╭─ Material provided

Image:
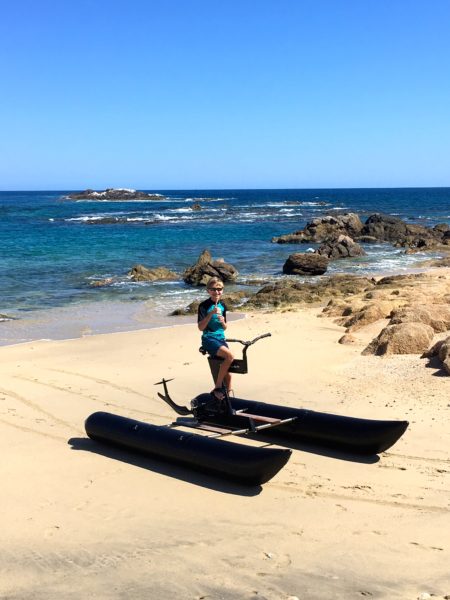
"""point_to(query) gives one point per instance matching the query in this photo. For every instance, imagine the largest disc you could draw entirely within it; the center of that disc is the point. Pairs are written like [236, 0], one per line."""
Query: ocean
[53, 250]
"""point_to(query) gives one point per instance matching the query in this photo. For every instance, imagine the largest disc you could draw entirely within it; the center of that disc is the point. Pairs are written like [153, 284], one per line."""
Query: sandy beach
[80, 520]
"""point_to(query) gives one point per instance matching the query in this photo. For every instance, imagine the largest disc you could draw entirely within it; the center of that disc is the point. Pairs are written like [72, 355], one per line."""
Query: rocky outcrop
[437, 316]
[441, 350]
[323, 228]
[206, 267]
[404, 338]
[141, 273]
[305, 264]
[289, 292]
[114, 194]
[378, 227]
[399, 233]
[341, 246]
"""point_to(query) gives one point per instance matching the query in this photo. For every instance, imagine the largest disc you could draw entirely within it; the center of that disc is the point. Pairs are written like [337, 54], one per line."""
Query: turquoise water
[53, 249]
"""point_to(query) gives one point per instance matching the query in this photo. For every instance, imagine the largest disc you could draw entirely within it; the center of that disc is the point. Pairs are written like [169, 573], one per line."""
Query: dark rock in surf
[114, 194]
[341, 246]
[141, 273]
[324, 228]
[206, 267]
[305, 264]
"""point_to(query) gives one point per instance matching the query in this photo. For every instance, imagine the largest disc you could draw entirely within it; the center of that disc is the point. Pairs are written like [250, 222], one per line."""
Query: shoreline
[77, 320]
[73, 507]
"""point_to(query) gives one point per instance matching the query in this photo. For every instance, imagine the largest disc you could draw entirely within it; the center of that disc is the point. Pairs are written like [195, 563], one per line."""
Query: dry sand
[82, 521]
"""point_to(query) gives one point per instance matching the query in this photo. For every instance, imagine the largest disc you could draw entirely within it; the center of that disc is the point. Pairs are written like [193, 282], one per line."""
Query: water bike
[239, 417]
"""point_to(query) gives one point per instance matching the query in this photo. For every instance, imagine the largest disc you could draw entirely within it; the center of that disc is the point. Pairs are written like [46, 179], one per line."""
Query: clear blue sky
[156, 94]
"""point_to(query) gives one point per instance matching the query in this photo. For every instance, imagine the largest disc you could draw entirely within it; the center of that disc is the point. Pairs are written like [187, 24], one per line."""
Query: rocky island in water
[114, 194]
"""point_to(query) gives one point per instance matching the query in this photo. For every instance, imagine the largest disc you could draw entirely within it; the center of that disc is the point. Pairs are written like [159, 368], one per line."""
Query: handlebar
[249, 343]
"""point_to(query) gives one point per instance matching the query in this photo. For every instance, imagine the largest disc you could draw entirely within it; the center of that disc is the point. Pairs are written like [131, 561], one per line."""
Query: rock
[392, 229]
[206, 267]
[368, 314]
[102, 282]
[141, 273]
[7, 318]
[305, 264]
[323, 228]
[341, 246]
[442, 350]
[436, 316]
[404, 338]
[289, 292]
[114, 194]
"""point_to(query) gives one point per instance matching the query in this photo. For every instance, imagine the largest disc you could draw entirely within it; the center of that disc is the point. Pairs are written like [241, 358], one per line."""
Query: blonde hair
[214, 281]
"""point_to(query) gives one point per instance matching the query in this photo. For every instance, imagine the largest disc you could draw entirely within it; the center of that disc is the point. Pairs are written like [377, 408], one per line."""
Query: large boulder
[305, 264]
[321, 229]
[341, 246]
[404, 338]
[141, 273]
[206, 267]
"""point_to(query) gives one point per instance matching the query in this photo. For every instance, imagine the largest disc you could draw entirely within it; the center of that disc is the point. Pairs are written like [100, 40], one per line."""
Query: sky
[197, 94]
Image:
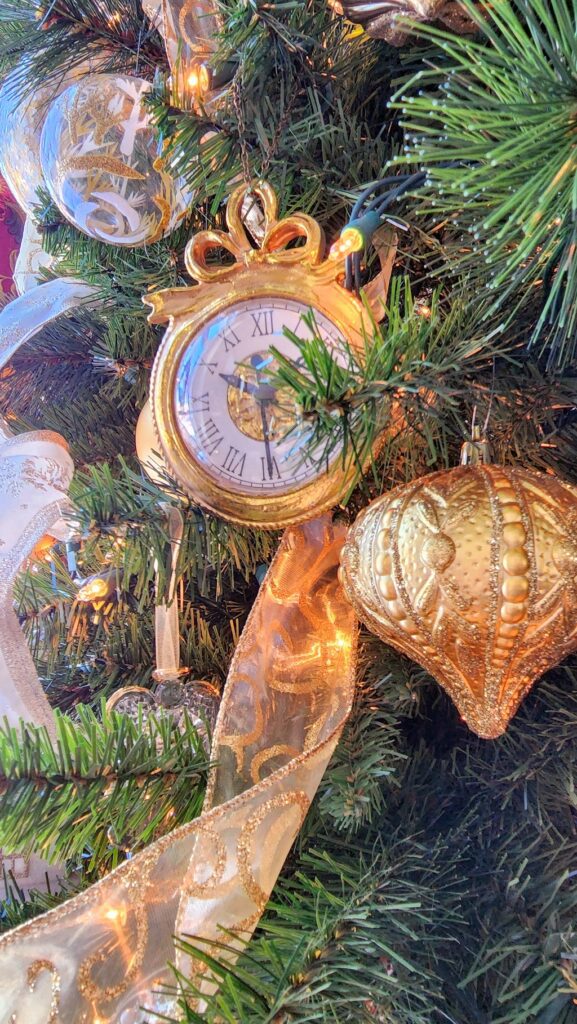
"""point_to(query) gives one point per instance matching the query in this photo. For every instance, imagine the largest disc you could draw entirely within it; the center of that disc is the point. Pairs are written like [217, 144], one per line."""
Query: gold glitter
[244, 845]
[101, 162]
[33, 972]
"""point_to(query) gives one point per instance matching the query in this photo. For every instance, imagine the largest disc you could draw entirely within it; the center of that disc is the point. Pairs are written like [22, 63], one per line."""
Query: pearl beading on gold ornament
[471, 572]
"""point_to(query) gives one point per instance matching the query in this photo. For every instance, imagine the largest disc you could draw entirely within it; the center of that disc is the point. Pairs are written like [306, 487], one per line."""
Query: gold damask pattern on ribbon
[104, 954]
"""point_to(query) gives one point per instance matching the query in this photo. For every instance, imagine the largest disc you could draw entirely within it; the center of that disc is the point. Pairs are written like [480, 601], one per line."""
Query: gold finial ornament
[232, 438]
[471, 572]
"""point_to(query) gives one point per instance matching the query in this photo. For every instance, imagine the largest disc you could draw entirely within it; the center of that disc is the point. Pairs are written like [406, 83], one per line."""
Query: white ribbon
[35, 473]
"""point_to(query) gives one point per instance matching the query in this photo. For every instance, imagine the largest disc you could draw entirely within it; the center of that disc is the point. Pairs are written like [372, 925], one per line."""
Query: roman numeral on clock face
[263, 323]
[201, 402]
[210, 436]
[211, 367]
[234, 461]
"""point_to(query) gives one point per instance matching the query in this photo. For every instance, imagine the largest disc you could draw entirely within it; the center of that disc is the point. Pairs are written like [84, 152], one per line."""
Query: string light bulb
[199, 79]
[356, 235]
[97, 588]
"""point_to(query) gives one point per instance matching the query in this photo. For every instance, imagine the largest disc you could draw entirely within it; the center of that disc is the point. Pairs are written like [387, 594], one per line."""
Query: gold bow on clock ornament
[471, 572]
[233, 439]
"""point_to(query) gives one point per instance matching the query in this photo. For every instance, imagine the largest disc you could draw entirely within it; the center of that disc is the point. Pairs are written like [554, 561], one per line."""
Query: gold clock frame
[270, 271]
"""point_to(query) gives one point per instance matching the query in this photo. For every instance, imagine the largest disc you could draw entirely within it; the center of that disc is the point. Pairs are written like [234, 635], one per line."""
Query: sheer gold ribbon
[104, 954]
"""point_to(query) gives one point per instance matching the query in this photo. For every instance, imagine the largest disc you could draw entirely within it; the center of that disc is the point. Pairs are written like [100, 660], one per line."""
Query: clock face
[242, 430]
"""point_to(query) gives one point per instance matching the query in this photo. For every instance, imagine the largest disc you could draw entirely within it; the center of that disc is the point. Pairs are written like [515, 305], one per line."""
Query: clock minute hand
[262, 392]
[266, 439]
[235, 381]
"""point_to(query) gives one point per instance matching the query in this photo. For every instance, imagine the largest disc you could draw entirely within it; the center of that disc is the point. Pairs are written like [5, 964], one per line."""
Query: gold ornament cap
[471, 572]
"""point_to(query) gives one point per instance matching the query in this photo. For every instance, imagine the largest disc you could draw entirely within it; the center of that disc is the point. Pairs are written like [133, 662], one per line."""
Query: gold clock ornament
[234, 440]
[471, 572]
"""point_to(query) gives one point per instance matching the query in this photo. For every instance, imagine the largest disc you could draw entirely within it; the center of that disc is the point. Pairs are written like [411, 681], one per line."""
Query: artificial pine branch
[492, 120]
[100, 790]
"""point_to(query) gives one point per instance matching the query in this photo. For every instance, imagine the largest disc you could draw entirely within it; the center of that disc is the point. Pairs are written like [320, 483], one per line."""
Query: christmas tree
[433, 875]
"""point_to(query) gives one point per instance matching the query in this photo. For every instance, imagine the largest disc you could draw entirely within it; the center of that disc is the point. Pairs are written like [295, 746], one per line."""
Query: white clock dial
[233, 421]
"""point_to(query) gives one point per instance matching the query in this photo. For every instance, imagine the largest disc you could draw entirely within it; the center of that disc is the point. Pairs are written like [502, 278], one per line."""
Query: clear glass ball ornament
[23, 112]
[101, 166]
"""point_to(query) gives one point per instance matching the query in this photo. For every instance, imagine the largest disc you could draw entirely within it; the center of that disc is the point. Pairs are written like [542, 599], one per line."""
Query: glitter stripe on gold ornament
[471, 572]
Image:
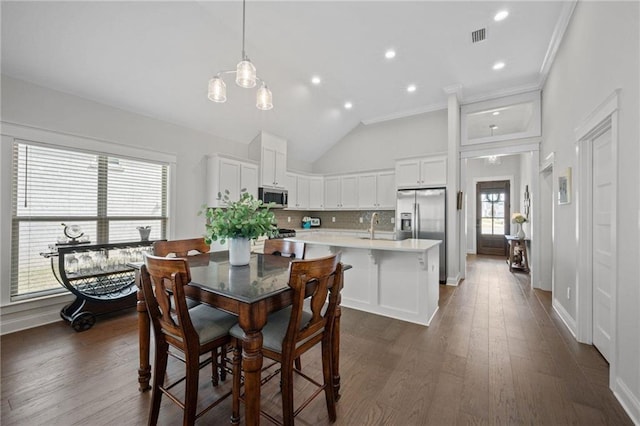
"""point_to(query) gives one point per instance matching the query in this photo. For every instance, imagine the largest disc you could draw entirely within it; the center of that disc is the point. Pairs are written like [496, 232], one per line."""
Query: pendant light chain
[245, 77]
[244, 3]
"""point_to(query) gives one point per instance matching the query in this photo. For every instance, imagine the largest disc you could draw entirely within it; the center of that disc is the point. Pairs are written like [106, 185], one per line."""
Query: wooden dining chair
[192, 332]
[180, 248]
[279, 247]
[185, 248]
[293, 249]
[292, 331]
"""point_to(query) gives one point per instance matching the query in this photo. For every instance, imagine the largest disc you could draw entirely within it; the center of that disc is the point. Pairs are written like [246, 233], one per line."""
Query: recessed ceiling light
[500, 15]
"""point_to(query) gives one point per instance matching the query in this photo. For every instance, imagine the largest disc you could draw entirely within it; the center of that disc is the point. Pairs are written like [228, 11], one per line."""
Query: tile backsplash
[344, 219]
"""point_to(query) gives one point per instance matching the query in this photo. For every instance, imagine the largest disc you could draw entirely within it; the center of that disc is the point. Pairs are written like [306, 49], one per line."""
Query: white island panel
[398, 279]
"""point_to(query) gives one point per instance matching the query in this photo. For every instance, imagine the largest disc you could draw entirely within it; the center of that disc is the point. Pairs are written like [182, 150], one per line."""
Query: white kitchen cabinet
[386, 190]
[271, 151]
[377, 190]
[341, 192]
[229, 174]
[422, 172]
[316, 193]
[298, 190]
[332, 192]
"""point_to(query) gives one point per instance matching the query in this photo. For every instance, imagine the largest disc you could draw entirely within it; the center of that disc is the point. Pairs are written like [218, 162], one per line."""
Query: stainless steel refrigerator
[422, 213]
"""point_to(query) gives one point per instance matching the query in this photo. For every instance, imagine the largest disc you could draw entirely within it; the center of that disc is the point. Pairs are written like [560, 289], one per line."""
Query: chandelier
[245, 77]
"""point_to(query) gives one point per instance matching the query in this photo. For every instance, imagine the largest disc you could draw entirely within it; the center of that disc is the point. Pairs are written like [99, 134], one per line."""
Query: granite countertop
[408, 245]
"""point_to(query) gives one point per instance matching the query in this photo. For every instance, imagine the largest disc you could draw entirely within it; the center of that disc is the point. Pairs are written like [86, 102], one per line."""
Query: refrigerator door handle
[414, 225]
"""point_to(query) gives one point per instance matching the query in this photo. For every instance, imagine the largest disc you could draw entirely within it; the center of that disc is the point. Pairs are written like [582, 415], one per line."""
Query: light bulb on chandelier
[246, 77]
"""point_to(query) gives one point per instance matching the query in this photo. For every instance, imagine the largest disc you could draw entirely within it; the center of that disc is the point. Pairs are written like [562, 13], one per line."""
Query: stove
[284, 233]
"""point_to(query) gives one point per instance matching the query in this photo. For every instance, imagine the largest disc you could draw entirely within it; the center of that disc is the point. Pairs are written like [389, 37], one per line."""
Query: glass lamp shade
[217, 90]
[246, 74]
[264, 98]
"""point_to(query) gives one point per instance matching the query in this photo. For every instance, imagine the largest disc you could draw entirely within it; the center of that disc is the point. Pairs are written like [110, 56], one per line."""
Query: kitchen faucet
[374, 220]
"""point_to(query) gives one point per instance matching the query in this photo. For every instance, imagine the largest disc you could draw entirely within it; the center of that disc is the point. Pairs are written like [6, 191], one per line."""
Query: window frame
[17, 133]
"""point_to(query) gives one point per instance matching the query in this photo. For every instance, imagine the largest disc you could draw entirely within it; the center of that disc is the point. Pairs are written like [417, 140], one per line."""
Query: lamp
[245, 77]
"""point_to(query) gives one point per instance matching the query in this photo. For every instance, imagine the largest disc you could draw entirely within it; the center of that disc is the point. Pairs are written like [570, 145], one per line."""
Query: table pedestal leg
[144, 372]
[252, 367]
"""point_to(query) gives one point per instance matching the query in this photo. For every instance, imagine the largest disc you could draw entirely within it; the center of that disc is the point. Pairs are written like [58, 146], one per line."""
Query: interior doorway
[492, 217]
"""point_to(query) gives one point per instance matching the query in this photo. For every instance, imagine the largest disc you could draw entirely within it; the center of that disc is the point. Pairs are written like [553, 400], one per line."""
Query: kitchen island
[397, 279]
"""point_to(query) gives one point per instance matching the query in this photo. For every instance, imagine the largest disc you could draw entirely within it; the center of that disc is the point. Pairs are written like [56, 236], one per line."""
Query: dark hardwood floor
[495, 353]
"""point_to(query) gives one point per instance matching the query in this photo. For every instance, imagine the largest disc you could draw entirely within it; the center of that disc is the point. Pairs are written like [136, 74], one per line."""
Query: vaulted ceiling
[155, 59]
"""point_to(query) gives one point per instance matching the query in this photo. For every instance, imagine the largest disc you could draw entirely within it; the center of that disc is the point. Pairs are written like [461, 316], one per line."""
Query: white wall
[37, 107]
[479, 170]
[600, 53]
[378, 145]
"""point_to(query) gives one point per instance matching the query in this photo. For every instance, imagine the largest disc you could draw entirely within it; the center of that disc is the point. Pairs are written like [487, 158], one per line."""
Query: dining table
[251, 293]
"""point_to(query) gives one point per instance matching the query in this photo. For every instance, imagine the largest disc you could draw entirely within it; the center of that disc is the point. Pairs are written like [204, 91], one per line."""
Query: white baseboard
[453, 281]
[628, 400]
[568, 321]
[32, 314]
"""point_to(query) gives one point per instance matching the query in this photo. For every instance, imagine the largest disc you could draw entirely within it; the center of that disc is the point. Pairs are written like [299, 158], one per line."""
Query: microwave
[273, 195]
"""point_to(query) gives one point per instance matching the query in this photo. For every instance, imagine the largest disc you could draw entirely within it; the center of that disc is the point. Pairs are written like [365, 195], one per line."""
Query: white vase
[239, 251]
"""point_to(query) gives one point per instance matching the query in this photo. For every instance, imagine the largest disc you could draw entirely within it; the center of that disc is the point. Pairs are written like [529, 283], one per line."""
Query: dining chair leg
[223, 363]
[191, 389]
[214, 367]
[287, 393]
[160, 368]
[235, 405]
[327, 372]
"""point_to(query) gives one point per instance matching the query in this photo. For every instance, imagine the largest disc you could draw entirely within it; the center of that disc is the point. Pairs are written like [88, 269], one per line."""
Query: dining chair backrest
[163, 280]
[321, 277]
[280, 247]
[180, 248]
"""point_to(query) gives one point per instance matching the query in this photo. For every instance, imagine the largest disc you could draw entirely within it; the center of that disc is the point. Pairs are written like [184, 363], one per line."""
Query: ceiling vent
[479, 35]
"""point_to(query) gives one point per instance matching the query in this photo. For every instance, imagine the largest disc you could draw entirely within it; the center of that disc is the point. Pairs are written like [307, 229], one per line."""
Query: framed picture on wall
[564, 187]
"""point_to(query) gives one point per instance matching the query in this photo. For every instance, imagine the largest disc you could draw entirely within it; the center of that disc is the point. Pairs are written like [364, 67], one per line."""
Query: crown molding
[454, 89]
[403, 114]
[556, 39]
[501, 93]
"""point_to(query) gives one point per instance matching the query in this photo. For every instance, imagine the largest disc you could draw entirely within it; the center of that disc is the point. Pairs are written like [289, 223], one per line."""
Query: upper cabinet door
[280, 169]
[386, 190]
[226, 174]
[332, 192]
[316, 193]
[349, 192]
[408, 173]
[303, 192]
[422, 172]
[367, 191]
[292, 189]
[249, 178]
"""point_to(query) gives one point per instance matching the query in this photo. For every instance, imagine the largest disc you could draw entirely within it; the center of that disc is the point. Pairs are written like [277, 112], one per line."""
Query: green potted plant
[239, 222]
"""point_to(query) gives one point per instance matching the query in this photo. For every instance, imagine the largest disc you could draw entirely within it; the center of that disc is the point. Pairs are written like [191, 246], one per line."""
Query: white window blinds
[106, 196]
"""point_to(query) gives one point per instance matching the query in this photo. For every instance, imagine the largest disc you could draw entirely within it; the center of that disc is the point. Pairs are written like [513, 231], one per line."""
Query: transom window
[106, 196]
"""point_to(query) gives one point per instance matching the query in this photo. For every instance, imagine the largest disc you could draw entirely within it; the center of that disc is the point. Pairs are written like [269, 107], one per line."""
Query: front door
[492, 217]
[603, 262]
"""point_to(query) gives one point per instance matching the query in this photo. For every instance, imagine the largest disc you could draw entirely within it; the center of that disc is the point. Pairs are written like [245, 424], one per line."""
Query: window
[106, 196]
[492, 213]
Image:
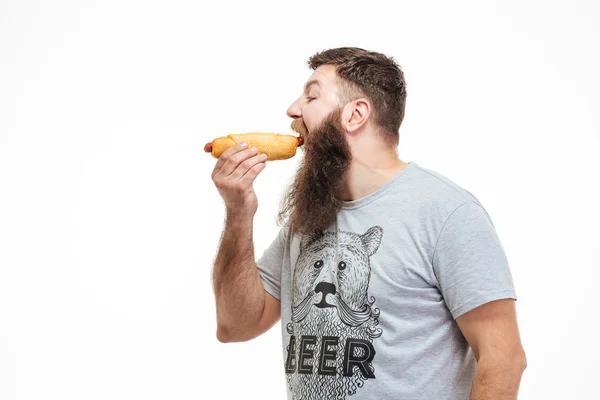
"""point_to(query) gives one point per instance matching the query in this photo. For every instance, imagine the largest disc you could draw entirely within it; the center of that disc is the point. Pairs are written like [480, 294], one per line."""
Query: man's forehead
[323, 76]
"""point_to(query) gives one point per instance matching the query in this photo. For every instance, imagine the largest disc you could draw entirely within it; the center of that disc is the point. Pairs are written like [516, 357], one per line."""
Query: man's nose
[294, 111]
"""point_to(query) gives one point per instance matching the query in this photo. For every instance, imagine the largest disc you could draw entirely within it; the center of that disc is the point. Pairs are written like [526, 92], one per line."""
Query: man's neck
[369, 171]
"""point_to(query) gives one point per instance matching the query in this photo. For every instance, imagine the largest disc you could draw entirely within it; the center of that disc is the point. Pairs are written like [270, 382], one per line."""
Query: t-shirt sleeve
[469, 261]
[270, 264]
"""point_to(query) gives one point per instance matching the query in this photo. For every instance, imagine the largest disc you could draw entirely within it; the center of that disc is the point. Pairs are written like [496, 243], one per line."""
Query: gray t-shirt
[368, 306]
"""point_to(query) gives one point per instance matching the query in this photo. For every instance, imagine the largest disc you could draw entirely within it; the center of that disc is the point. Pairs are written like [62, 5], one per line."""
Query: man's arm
[492, 332]
[244, 309]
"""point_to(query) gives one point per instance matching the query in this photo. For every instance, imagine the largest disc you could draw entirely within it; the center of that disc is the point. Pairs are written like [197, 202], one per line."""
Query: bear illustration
[334, 322]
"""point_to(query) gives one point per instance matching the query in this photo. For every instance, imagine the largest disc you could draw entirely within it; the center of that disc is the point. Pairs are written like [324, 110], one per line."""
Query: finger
[228, 154]
[252, 173]
[241, 170]
[235, 160]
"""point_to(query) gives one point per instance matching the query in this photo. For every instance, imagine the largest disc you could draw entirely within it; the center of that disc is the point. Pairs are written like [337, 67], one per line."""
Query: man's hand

╰─

Please copy the records above from their start through the line that contains "Query: ocean", replacing "disc" with "circle" and leaving everything else unchanged. Leave the pictures out of your answer.

Image:
"""point_to(query) gives one point per instance matching the query in this photo. For every instance, imagine the largest circle you could draw entirely within it; the center of that circle is the point. Pairs are written like [236, 0], one per line."""
Query: ocean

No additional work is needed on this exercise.